**RAW DATA**
============================================================

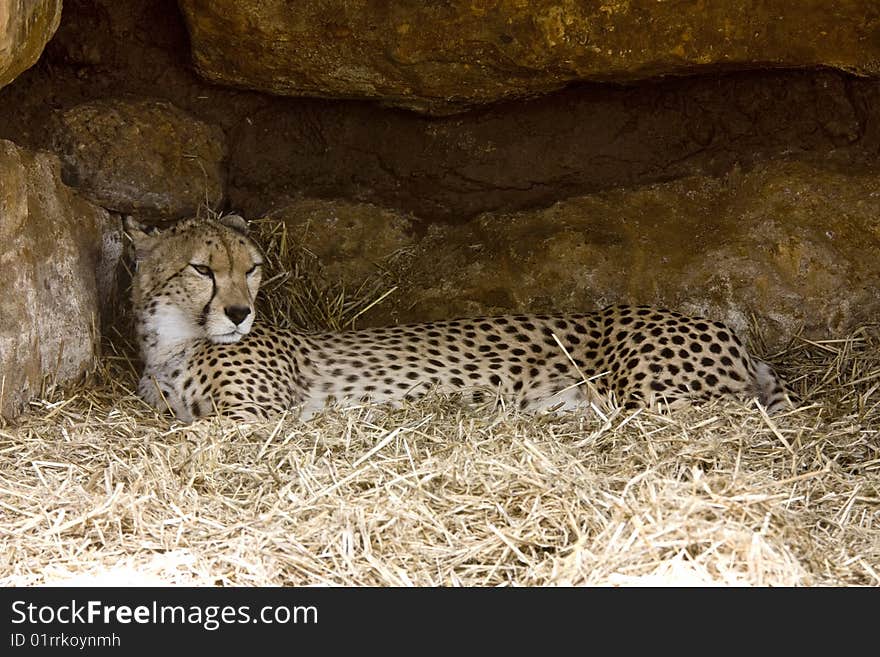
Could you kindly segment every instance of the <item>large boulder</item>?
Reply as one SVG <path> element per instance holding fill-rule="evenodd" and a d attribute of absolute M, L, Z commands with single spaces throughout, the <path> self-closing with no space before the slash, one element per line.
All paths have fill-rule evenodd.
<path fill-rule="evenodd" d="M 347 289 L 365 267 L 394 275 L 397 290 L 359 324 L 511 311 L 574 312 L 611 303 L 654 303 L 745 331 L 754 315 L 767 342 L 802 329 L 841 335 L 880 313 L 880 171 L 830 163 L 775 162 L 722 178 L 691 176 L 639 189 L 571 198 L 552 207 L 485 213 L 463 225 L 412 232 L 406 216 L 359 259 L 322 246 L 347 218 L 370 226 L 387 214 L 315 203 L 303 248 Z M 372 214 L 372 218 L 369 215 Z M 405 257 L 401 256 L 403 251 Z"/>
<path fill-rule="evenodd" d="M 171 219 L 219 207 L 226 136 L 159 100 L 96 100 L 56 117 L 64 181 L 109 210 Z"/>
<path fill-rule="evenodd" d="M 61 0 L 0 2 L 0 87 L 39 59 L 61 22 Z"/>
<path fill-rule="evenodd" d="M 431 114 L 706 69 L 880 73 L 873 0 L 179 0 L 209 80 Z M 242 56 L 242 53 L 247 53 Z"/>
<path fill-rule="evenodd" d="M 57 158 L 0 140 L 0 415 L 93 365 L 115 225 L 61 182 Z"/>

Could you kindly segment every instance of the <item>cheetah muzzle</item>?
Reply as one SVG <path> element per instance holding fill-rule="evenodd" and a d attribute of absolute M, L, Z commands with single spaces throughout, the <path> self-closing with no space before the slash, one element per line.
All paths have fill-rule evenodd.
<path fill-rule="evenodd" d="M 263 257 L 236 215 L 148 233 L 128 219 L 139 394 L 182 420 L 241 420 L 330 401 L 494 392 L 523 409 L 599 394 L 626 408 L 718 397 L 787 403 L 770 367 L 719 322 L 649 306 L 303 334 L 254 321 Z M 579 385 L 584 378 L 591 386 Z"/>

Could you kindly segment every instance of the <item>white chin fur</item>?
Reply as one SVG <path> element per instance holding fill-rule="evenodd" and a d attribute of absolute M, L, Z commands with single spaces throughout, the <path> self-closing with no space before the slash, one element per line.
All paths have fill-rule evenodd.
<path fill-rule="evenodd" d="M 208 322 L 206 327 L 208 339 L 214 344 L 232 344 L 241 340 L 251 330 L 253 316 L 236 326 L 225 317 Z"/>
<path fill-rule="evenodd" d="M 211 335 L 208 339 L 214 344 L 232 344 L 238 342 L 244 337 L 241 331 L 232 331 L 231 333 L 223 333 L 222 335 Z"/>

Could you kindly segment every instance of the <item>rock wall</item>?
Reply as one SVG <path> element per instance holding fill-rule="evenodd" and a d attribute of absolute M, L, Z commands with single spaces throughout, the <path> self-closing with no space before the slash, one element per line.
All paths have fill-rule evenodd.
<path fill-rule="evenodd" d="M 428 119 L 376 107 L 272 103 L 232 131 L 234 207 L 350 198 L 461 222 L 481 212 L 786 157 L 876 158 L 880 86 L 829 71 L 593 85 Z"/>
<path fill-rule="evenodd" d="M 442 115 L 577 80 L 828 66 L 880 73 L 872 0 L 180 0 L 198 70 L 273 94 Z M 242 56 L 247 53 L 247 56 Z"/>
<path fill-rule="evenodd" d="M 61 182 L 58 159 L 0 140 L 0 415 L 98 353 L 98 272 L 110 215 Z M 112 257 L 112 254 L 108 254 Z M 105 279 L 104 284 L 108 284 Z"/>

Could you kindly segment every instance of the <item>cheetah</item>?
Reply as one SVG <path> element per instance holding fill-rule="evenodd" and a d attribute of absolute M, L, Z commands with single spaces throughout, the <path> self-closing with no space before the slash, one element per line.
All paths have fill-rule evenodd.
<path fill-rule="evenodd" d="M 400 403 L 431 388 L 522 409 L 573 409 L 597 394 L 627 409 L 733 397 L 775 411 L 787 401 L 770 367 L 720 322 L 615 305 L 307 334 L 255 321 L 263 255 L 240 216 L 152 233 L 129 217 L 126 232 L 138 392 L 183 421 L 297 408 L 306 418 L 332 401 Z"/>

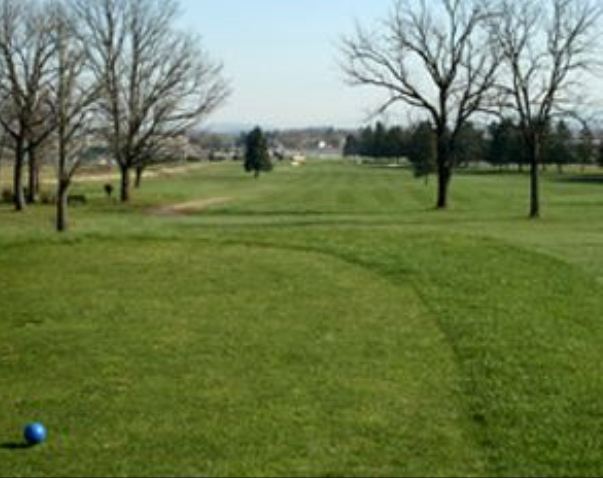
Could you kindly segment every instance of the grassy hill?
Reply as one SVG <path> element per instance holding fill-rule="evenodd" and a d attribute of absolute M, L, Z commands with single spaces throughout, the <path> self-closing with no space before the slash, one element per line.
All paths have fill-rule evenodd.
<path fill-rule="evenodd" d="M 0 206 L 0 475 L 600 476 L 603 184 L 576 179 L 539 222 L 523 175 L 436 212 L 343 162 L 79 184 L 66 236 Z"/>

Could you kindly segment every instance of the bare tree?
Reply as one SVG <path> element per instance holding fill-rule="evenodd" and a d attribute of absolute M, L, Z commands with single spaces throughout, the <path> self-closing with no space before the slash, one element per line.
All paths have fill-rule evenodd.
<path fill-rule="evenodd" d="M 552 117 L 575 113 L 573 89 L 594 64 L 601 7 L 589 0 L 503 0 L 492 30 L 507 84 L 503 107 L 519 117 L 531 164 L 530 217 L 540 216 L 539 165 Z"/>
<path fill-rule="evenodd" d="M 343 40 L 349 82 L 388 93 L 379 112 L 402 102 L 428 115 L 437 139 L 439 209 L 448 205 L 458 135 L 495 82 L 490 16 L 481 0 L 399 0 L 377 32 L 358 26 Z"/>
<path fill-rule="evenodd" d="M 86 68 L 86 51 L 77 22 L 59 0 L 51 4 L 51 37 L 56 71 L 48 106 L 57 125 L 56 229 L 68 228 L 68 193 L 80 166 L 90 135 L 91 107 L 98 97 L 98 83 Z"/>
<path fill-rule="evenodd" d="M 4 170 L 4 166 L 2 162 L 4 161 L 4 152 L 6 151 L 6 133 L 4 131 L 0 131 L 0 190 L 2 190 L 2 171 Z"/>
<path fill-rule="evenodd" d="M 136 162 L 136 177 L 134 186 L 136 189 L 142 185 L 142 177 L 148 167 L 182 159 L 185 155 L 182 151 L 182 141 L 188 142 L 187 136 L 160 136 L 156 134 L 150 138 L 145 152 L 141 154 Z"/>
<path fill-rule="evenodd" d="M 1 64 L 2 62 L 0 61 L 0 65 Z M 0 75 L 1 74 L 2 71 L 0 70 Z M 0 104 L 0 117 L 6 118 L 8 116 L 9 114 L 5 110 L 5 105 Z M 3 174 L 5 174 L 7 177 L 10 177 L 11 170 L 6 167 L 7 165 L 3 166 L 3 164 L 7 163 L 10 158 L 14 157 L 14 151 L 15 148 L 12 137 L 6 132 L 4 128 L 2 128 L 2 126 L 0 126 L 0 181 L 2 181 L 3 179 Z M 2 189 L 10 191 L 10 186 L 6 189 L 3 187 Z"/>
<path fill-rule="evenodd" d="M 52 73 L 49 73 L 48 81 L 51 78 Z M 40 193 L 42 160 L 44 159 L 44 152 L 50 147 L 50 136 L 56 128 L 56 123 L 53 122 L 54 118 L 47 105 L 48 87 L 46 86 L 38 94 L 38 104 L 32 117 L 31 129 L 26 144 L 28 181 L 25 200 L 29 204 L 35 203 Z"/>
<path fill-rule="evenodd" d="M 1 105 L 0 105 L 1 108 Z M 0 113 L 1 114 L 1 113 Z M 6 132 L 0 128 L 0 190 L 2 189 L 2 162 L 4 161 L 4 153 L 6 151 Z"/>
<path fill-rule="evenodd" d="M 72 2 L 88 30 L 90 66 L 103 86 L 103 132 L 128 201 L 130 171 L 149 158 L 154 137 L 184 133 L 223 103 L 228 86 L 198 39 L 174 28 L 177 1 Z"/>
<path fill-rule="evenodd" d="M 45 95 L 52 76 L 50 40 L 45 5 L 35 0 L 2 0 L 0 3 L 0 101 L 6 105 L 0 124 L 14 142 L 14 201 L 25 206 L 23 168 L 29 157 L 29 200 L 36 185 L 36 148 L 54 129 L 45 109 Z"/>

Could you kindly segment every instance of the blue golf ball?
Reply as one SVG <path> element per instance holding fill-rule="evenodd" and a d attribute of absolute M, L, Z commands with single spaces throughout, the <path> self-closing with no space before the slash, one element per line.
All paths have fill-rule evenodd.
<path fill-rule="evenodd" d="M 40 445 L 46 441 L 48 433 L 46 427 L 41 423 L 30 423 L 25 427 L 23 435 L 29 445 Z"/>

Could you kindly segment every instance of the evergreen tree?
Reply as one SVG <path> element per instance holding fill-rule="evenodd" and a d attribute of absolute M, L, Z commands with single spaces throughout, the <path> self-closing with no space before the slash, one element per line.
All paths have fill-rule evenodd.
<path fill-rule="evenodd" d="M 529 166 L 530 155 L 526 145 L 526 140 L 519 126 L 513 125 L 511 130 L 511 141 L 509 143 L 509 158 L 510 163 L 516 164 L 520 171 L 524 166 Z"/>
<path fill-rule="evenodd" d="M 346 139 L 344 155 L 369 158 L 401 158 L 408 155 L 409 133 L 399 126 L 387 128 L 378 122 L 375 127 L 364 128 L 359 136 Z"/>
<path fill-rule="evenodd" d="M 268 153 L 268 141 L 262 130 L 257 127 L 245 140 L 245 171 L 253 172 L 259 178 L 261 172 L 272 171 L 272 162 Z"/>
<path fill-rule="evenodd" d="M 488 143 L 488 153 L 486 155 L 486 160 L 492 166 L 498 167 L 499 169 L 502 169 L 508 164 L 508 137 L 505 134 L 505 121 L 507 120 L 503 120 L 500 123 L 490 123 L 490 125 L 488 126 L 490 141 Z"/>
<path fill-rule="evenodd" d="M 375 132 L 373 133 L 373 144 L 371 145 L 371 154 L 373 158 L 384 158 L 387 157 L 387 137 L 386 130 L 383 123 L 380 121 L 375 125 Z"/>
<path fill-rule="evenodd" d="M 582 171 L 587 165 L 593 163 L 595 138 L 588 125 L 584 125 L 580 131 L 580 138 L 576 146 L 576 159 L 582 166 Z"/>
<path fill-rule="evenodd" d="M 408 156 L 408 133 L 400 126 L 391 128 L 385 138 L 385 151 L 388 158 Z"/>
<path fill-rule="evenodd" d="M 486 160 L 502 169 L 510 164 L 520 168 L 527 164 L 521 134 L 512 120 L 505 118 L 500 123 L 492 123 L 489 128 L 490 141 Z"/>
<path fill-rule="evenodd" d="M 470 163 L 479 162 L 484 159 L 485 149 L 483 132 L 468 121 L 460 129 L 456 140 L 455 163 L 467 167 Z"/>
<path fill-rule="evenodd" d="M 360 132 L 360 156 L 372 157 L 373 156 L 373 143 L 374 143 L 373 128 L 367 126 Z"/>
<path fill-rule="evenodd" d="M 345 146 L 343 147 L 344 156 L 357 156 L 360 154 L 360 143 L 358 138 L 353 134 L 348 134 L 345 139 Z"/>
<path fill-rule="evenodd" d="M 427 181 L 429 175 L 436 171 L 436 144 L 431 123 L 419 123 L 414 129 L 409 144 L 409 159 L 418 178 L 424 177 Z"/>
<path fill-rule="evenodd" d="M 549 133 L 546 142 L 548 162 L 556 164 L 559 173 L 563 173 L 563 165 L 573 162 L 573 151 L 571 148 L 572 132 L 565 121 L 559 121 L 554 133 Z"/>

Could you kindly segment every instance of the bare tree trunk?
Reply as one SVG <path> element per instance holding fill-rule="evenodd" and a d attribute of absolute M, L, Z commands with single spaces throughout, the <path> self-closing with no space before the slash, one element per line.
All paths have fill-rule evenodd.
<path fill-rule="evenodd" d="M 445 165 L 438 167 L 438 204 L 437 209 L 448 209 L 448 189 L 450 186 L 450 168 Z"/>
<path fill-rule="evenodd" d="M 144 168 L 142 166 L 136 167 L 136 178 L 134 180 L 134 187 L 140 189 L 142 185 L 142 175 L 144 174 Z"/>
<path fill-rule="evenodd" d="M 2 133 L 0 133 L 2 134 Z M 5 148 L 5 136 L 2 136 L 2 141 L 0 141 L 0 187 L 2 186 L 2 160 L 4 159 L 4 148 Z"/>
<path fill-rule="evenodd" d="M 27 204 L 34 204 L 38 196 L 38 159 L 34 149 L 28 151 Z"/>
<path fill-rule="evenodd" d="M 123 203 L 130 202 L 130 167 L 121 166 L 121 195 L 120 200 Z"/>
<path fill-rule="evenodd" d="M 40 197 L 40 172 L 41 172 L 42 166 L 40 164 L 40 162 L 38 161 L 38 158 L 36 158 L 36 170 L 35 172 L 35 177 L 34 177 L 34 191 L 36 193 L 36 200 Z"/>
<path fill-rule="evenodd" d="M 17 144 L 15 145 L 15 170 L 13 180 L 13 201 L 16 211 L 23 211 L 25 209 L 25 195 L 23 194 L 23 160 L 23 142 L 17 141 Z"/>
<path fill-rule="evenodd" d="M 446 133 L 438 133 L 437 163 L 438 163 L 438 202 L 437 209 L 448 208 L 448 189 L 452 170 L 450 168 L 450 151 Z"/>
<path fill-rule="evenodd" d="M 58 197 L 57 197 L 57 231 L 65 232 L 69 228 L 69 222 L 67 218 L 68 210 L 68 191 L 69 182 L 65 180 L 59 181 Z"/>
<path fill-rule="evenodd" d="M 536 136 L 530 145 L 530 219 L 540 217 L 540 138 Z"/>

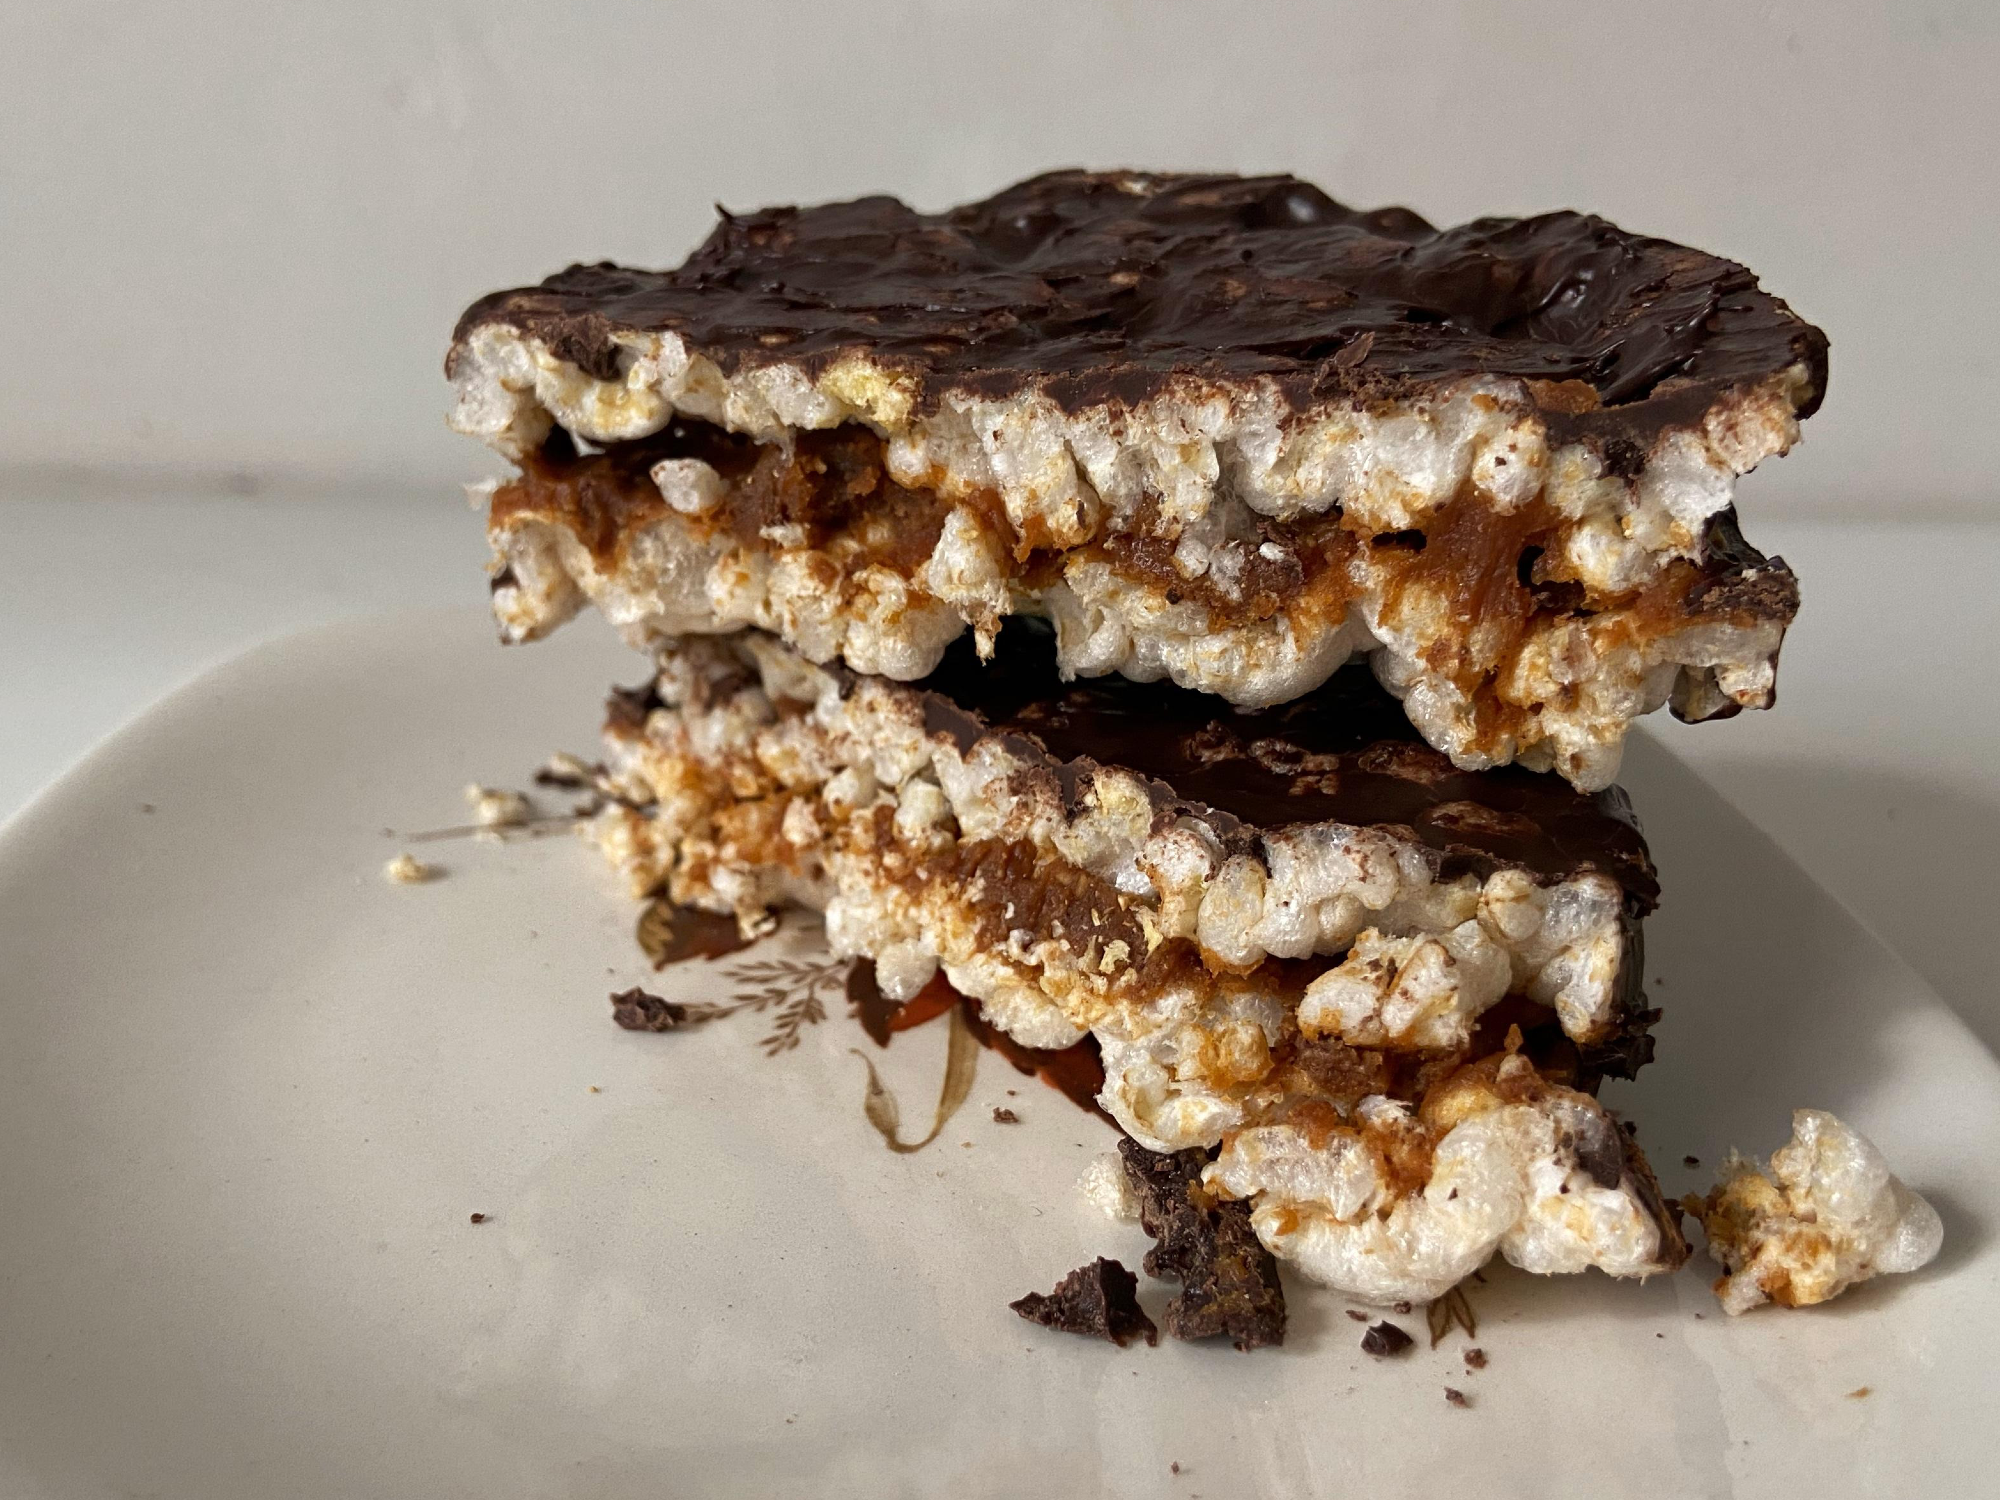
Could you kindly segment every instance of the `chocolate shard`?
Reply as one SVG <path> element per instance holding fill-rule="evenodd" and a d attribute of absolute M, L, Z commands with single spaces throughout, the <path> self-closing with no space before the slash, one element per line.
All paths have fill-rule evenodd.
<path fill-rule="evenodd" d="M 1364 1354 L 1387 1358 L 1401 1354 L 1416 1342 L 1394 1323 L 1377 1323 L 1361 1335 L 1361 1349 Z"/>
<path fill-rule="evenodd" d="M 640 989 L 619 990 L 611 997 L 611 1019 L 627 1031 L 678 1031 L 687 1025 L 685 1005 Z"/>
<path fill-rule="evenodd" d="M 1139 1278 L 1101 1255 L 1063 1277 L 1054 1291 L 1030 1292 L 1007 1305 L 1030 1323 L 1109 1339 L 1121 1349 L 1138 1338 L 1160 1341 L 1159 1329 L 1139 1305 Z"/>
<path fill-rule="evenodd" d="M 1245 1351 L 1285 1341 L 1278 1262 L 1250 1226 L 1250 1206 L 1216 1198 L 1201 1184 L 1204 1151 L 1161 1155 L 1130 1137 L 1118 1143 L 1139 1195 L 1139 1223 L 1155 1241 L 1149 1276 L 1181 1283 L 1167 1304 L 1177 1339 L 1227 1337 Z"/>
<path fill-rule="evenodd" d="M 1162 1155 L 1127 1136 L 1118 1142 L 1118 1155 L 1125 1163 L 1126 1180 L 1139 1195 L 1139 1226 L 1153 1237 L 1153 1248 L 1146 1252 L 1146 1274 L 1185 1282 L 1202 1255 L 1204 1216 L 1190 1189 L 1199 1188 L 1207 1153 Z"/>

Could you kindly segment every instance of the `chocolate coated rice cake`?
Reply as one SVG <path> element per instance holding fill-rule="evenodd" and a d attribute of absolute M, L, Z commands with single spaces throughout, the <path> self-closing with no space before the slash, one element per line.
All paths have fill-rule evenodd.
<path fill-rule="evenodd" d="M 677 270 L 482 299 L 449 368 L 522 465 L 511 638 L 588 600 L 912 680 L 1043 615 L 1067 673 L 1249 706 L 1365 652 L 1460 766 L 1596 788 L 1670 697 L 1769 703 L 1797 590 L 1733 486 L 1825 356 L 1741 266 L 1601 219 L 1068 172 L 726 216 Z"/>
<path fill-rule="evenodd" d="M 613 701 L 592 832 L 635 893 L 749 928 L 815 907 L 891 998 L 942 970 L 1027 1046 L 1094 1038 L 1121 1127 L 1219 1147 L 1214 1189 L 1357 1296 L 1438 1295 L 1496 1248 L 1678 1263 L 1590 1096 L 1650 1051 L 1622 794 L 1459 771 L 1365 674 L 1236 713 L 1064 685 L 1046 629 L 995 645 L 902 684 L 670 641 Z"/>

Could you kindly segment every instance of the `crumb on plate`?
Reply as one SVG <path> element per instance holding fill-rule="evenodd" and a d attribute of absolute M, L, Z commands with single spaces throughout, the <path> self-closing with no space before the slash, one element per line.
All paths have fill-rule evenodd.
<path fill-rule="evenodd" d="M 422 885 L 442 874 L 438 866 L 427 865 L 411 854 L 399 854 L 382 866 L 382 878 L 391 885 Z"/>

============================================================

**WHAT THE TASK REQUIRES**
In the entries above, identify every line with the word "item". Copy those lines.

**SOLUTION TO THIS EXERCISE**
Could you kindly segment every instance of the <item>large boulder</item>?
Could you kindly segment every instance of the <item>cheetah muzzle</item>?
Could you kindly segment every instance of the <item>white chin fur</item>?
Could you kindly segment every instance of the <item>rock wall</item>?
Could you kindly segment every instance of the <item>cheetah</item>?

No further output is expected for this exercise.